Could the data underneath be repeated exactly, in full?

········

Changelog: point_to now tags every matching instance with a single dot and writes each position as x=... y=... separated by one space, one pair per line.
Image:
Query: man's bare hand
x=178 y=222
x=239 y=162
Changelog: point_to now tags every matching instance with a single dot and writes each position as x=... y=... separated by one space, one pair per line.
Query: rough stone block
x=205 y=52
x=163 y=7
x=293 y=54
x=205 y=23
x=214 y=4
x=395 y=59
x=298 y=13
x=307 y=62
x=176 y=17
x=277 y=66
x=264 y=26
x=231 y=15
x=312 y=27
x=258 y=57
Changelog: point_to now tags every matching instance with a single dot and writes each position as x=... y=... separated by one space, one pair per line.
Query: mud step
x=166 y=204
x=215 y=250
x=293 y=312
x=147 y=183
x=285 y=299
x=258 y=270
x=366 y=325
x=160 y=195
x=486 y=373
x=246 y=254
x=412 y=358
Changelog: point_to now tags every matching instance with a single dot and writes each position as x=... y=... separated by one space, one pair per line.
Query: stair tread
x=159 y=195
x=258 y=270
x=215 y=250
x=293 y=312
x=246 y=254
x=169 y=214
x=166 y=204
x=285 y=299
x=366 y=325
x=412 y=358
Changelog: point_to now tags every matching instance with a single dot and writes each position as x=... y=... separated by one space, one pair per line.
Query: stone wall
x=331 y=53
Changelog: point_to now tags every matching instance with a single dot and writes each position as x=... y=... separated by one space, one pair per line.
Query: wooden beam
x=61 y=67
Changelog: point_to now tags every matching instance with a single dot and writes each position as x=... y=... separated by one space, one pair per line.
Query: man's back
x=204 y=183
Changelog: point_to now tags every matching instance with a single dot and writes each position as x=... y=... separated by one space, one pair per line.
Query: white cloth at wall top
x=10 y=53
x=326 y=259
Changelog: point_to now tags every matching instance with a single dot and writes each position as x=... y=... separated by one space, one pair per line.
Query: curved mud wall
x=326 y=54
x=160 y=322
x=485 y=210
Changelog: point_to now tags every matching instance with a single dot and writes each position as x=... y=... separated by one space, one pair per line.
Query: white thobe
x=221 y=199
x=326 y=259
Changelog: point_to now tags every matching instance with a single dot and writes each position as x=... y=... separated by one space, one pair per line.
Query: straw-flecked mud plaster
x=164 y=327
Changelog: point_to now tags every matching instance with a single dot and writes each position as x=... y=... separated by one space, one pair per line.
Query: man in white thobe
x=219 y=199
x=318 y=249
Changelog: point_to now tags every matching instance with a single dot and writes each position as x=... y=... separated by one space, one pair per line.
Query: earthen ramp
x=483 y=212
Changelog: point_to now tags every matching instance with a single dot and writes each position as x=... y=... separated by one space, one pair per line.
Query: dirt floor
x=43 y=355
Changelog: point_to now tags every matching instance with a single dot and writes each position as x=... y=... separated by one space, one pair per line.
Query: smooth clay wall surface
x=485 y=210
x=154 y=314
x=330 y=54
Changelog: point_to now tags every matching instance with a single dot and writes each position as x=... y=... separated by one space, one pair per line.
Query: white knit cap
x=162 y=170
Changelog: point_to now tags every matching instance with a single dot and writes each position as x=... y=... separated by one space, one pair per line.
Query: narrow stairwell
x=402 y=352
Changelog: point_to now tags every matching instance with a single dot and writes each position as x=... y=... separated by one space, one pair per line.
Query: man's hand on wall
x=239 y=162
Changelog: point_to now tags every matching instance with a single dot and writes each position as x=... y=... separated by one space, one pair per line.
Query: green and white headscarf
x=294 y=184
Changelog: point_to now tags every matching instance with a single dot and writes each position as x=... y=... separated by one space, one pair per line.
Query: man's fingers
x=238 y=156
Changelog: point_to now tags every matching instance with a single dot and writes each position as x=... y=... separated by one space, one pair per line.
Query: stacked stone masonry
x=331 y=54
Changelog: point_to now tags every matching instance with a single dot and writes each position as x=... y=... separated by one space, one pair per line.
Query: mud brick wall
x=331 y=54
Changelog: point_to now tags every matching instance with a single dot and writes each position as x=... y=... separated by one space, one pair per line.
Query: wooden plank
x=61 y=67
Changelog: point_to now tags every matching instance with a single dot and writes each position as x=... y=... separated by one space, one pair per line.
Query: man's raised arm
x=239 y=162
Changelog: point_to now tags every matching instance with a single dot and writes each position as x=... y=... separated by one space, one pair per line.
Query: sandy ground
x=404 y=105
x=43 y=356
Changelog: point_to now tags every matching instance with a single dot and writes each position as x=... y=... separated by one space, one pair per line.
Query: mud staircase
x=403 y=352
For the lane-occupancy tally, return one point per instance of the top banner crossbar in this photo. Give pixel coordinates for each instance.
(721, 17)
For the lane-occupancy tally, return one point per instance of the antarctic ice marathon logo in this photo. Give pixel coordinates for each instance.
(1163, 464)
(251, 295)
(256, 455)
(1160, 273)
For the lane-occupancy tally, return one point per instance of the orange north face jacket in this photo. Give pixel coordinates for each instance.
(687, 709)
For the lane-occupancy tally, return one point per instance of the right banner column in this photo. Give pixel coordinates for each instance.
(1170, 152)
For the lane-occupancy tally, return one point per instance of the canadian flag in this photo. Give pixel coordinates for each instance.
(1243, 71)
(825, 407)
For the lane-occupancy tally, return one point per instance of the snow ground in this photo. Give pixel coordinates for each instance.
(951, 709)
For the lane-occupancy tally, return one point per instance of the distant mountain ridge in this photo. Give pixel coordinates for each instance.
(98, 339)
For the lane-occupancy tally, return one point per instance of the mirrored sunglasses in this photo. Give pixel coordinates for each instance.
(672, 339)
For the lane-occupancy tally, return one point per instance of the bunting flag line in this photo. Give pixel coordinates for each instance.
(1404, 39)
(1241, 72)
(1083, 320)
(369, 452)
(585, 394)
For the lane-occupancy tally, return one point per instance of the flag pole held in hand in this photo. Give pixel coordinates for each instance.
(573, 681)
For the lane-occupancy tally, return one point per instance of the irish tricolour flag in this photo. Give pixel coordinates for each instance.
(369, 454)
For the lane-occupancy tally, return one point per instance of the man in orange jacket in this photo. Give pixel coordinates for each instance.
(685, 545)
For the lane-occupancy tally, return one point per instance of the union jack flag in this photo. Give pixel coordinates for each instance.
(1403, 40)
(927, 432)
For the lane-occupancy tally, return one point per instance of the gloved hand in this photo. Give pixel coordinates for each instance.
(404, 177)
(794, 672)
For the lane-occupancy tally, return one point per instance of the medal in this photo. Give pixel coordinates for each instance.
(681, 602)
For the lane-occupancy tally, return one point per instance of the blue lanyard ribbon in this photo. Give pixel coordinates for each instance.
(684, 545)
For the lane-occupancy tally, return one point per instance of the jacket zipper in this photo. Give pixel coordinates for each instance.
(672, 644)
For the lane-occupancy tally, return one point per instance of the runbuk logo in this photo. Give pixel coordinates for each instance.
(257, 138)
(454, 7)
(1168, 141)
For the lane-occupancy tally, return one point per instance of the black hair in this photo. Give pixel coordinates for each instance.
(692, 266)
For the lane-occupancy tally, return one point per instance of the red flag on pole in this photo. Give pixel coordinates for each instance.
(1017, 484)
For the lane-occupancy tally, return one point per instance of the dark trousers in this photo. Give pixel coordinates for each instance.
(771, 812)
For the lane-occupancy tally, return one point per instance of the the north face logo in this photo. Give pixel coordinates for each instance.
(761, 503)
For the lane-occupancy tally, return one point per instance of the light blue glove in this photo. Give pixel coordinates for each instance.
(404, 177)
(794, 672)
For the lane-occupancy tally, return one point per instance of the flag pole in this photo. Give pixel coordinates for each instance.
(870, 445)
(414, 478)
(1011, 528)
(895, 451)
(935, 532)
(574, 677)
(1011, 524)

········

:: Response area ::
Changelog: point_to now tags every matching instance with a single dot and writes each position as x=... y=... separated by one space, one pair per line.
Image:
Query: man's bare hand
x=178 y=222
x=239 y=162
Changelog: point_to now tags every matching instance with a single dot and writes each position as x=... y=... separated by one space, one pair per line.
Query: rough stone block
x=205 y=52
x=163 y=7
x=293 y=54
x=205 y=23
x=214 y=4
x=395 y=59
x=298 y=13
x=307 y=62
x=176 y=17
x=277 y=66
x=264 y=26
x=231 y=15
x=312 y=27
x=258 y=57
Changelog: point_to now tags every matching instance with a single dot and writes each position as x=... y=... separated by one space, one pair per line.
Query: mud step
x=166 y=204
x=215 y=250
x=293 y=312
x=147 y=183
x=285 y=299
x=258 y=270
x=366 y=325
x=160 y=195
x=486 y=373
x=246 y=254
x=412 y=358
Changelog: point_to now tags every matching instance with a single dot and writes each position as x=... y=... separated by one space, one pair per line.
Query: stair tread
x=159 y=195
x=258 y=270
x=215 y=250
x=293 y=312
x=246 y=254
x=169 y=214
x=166 y=204
x=285 y=299
x=366 y=325
x=412 y=358
Changelog: point_to now tags every matching instance with a single dot and writes each position as x=... y=... separated by one space, one pair per line.
Query: stone wall
x=331 y=53
Changelog: point_to now tags every matching instance with a single dot and writes each position as x=... y=... separated by one space, one pair per line.
Query: wooden beam
x=61 y=67
Changelog: point_to now tags every matching instance with a single dot and writes each position as x=... y=... separated by one space, one pair per line.
Query: man's back
x=204 y=183
Changelog: point_to now tags every matching instance with a single dot and writes each position as x=... y=... separated by one space, one pair per line.
Query: white cloth at wall top
x=10 y=53
x=326 y=259
Changelog: point_to now tags every matching instance with a single dot and writes each position as x=... y=... separated by one space, one pair per line.
Query: curved mud wall
x=326 y=54
x=160 y=322
x=485 y=210
Changelog: point_to now tags every matching instance with a single dot and writes each position as x=... y=... separated by one space, one pair per line.
Query: white thobe
x=221 y=199
x=326 y=259
Changelog: point_to now tags every matching instance with a single dot and writes each position as x=... y=... separated by one space, one pair per line.
Query: straw-flecked mud plaster
x=164 y=327
Changelog: point_to now tags every matching instance with a single dot and writes each position as x=... y=... separated by one space, one pair per line.
Query: man in white thobe
x=219 y=199
x=318 y=249
Changelog: point_to now tags every matching instance with a single dot and writes each position as x=... y=... separated by one space, one pair per line.
Query: earthen ramp
x=483 y=212
Changelog: point_to now tags every matching instance with a single dot and writes each position as x=... y=... separated by one space, one pair per line.
Query: dirt floor
x=43 y=355
Changelog: point_to now tags every matching instance with a single dot and writes each position as x=... y=... separated by one space, one pair per line.
Query: smooth clay wall surface
x=485 y=210
x=154 y=314
x=330 y=54
Changelog: point_to now tags every matching instance with a single dot and writes each position as x=... y=... separated by one space, one pair per line.
Query: white knit cap
x=162 y=170
Changelog: point_to now tags every matching instance with a single dot and writes each position as x=... y=... separated by one space, one pair per line.
Query: narrow stairwell
x=402 y=352
Changelog: point_to now tags every matching instance with a single dot and writes each position as x=... y=... separated by one space, one pair per line.
Query: man's hand on wall
x=239 y=162
Changelog: point_to now tags every matching instance with a single dot and writes each position as x=... y=... separated by one space, one pair per line.
Query: green and white headscarf
x=294 y=184
Changelog: point_to now tags every matching instance with a single dot and writes each position as x=... y=... separated by one space, one pair per line.
Query: man's fingers
x=238 y=156
Changelog: point_to now tags every matching instance with a single dot and writes each position as x=... y=... separated by one space, one pair per line.
Query: stacked stone masonry
x=331 y=54
Changelog: point_to now tags every matching instance with a single dot and writes each position as x=... y=... separated by one space, one pair per line.
Query: mud brick wall
x=331 y=54
Changelog: point_to now tags every matching instance with a single dot and writes each position as x=... y=... separated by one space, one pair per line.
Query: wooden plank
x=61 y=67
Changelog: point_to now tags every matching instance with a single dot and writes each position as x=... y=... separated by one space, one pair per line.
Query: man's raised arm
x=239 y=162
Changelog: point_to now tags every matching instance with a single dot and writes each position as x=... y=... separated by one space, one pair per line.
Query: sandy ground
x=404 y=105
x=43 y=356
Changelog: point_to now tags every matching instance with a single dot and writes each position as x=... y=... separated by one space, one pair per line.
Query: mud staircase
x=403 y=352
For the lane-occupancy tally, return one point per instance of the top banner crossbar in this photo. Give pixel coordinates for each instance.
(721, 17)
For the lane-occupancy tally, return one point per instance of the antarctic ice marathon logo in this photo. Give pixel coordinates for each instance.
(1163, 464)
(251, 295)
(256, 455)
(1160, 273)
For the lane-occupancy tally, return one point per instance of the orange north face jacket in this photo. Give pixel coordinates for each instance.
(687, 709)
For the lane-occupancy tally, return one point per instance of the right banner column in this photo. Give pixel coordinates for each instance.
(1170, 152)
For the lane-occupancy tally, return one point per instance of the canadian flag in this photo. Give pixel coordinates for each instance.
(1243, 71)
(825, 407)
For the lane-occupancy tally, return one point per instance of the snow ground in this photo. Give pixel coordinates for each instance.
(951, 709)
For the lane-occupancy tally, return one point per instance of the distant mountain ridge in this photo. Give pixel coordinates for each instance.
(98, 339)
For the lane-occupancy tally, return one point per instance of the mirrored sunglasses in this photo. Give pixel coordinates for each instance.
(672, 339)
For the lane-occupancy tally, return one point per instance of the bunting flag line in this photo. Give pixel coordinates for each instance.
(1404, 39)
(1241, 72)
(1083, 320)
(369, 452)
(585, 394)
For the lane-occupancy tally, return one point per instance of the flag pole held in hand in this photo. Give pixel coordinates for each instance.
(573, 681)
For the lane-occupancy tally, return one point per instance of the irish tricolour flag in this photo. Give pixel coordinates for each instance.
(369, 454)
For the lane-occupancy tally, return one point per instance of the man in orange jacket in this photo. Give pixel coordinates for each instance.
(685, 545)
For the lane-occupancy tally, return one point per instance of the union jack flag in this photo. Give pixel coordinates for each instance.
(1403, 40)
(927, 432)
For the lane-occupancy tally, return one point per instance of the gloved hand in this photo. Give pixel coordinates for each instance.
(404, 177)
(794, 672)
For the lane-occupancy tally, return one point per instance of the medal in this photo. Give pixel coordinates for each instance.
(681, 602)
For the lane-occupancy tally, return one point per instance of the blue lanyard ribbon in this photo. Give pixel coordinates for each instance.
(684, 545)
For the lane-occupancy tally, return one point per instance of the jacket zipper in this photo. Give pixel coordinates for each instance.
(672, 644)
For the lane-occupancy tally, return one point per instance of the runbuk logo in this photo. Give pixel coordinates for each instance.
(257, 138)
(454, 7)
(1168, 141)
For the lane-occupancy tally, return one point per instance of the black hair in this photo. Give pixel coordinates for each instance.
(692, 266)
For the lane-occupancy tally, return one point per instance of the red flag on pole in this photo. Give pixel coordinates for each instance.
(1017, 484)
For the lane-occupancy tally, return one point per instance of the dark trousers in this photo. Give pixel coordinates for each instance.
(771, 812)
For the lane-occupancy tally, return one point per instance of the the north face logo in this photo. Give pixel coordinates for each instance.
(761, 503)
For the lane-occupancy tally, return one point per instance of the light blue glove in this photo. Give pixel coordinates for each instance.
(404, 177)
(794, 672)
For the lane-occupancy tally, return one point per instance of the flag pole in this photo. Give pixel coordinates for each instance.
(870, 445)
(414, 478)
(1011, 528)
(895, 451)
(935, 532)
(574, 677)
(1011, 524)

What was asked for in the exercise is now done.